» EXERCISE:
In this exercise, restate the listing word for word.
· · · ·
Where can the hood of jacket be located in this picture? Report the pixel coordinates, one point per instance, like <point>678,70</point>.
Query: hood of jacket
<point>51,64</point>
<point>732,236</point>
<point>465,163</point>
· · · ·
» ANSWER:
Where can the hood of jacket be located in this picture? Report the pixel coordinates, one point per instance, like <point>678,70</point>.
Query: hood of jacket
<point>51,64</point>
<point>732,236</point>
<point>465,163</point>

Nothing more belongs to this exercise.